[BEGIN]

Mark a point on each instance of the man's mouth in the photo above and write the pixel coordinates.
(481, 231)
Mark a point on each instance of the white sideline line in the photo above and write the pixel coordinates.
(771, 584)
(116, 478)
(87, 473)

[END]

* GOAL OF THE EXERCISE
Arrange the data above as a Markdown table with the columns Row and Line. Number each non-blank line in order and omit any blank lines.

* OUTPUT OF THE EXERCISE
| Row | Line |
|---|---|
| 1 | Mark a point on each instance of the man's mouth in the photo above and write the pixel coordinates. |
| 2 | (481, 231) |
| 3 | Mark a point on each instance of the white sideline line in the photo above and write the pixel coordinates. |
| 4 | (771, 584) |
| 5 | (116, 478) |
| 6 | (87, 473) |